### Sayfa alıntısı
+++
Yeni yılın ilk yazısı. Herşeye
rağmen 2014’ün Türkiye için istikrarlı, demokrasinin ve barışın gelişeceği,
refahın artacağı bir yıl olmasını dileyelim. Ama gidişat malum. İktidar
partisinin inanmış destekçilerini bir yana bırakırsak herkesin sorduğu soruyu
sanırım basitçe şöyle formüle edebiliriz: Türkiye nereye gidiyor? Zor soru. Son
yazımda siyasal belirsizliğin had safhada olduğunu belirtmiştim.
Sayın Başbakanın nereye
götürmek istediği belli. Güçül bir başkanlık sisteminde başkan olmak ve
Türkiye’yi inandığı gibi, bildiği gibi yönetmek istiyor. Bunun için yüzde 50 oy
oranını korumak amacıyla seçmenlerini son yolsuzluk skandalını iktidarını
devirmeye yönelik dış güçler ile yerli işbirlikçilerinin bir komplosu olduğuna
inandırmaya çalışıyor. Daha vahimi, gizli yürütülmesi elzem olan soruşturmaları
ve yargı sürecini kontrol altına almaya çalışıyor. Dahası, son derece tehlikeli
bir söylemi benimsemiş durumda: İstiklal savaşından, vatan hainlerinden söz
ediyor.
İlginç bir araştırma
İşin içinden nasıl
çıkılacağını doğrusu kestiremiyorum. Ama şundan eminim: Tünelin ucunda ışığı
görebilmemiz için 30 Mart kritik bir dönüm noktası olacak. Haziran 2011’de
iktidar partisinin kazandağı yüzde 50 desteğin sayın Başbakanın tek adam
tutkusunu kamçıladığı kanaatindeyim. Oysa yüzde 50’nin verdiği güç çok daha
farklı bir yönde kullanılabilirdi. Artık iktidar partisinin oy oranında esaslı
bir düşüş şart oldu.Tehlikeli gidişatı ancak seçmen durdurabilir. Bunun için
AKP’ye destek veren ama partinin demir çekirdeği içinde yer almayan seçemlerin
yapacağı uyarı hayati öneme haiz.
Bu mümkün mü? Yolsuzluk
soruşturmaları, vahim iddialar, iktidarın anti demokratik girişimleri tarafsız
seçmeni nasıl etkilyecek? Bu sorulara yanıt ararken çok ilginç bir araştırma
keşfettim. Bu araştırmanın bulguları bize ışık tutabilir. Newyork
Üniversitesin’den Joshua Tucker adlı bir siyaset bilimci Electoral Review adlı
derginin 2013 Eylül sayısında bir makele yayınlamış:”Ekonomi, yolsuzluk ve oy:
İsveç ve Moldova’dan deneysel bulgular”. Tucker şu soruya yanıt arıyor:
Yolsuzluğa karşı duyarlılığın yüksek olduğu bir ülke ile düşük olduğu bir
ülkede seçmen ciddi yolsuzluk iddialarının varlığında ekonomik gidişata bağlı
olarak nasıl davranır?
+++
### Veri bloğu
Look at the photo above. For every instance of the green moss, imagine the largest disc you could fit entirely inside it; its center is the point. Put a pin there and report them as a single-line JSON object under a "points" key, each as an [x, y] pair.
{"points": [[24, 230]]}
+++
### Problemler
(A) Türkiye'nin gidişatı üzerine yazıda "Bu mümkün mü?" ifadesini içeren sözcüklerle açılıp "olarak nasıl davranır?" ile kapanan bölümü aynen yeniden verin.
(B) Türkiye'nin gidişatı üzerine yazıya göre Joshua Tucker'ın makalesi hangi iki ülkeden elde edilen deneysel bulguları ele alıyor?

### Görev yanıtları
(A)
Bu mümkün mü? Yolsuzluk
soruşturmaları, vahim iddialar, iktidarın anti demokratik girişimleri tarafsız
seçmeni nasıl etkilyecek? Bu sorulara yanıt ararken çok ilginç bir araştırma
keşfettim. Bu araştırmanın bulguları bize ışık tutabilir. Newyork
Üniversitesin’den Joshua Tucker adlı bir siyaset bilimci Electoral Review adlı
derginin 2013 Eylül sayısında bir makele yayınlamış:”Ekonomi, yolsuzluk ve oy:
İsveç ve Moldova’dan deneysel bulgular”. Tucker şu soruya yanıt arıyor:
Yolsuzluğa karşı duyarlılığın yüksek olduğu bir ülke ile düşük olduğu bir
ülkede seçmen ciddi yolsuzluk iddialarının varlığında ekonomik gidişata bağlı
olarak nasıl davranır?

(B) İsveç ve Moldova.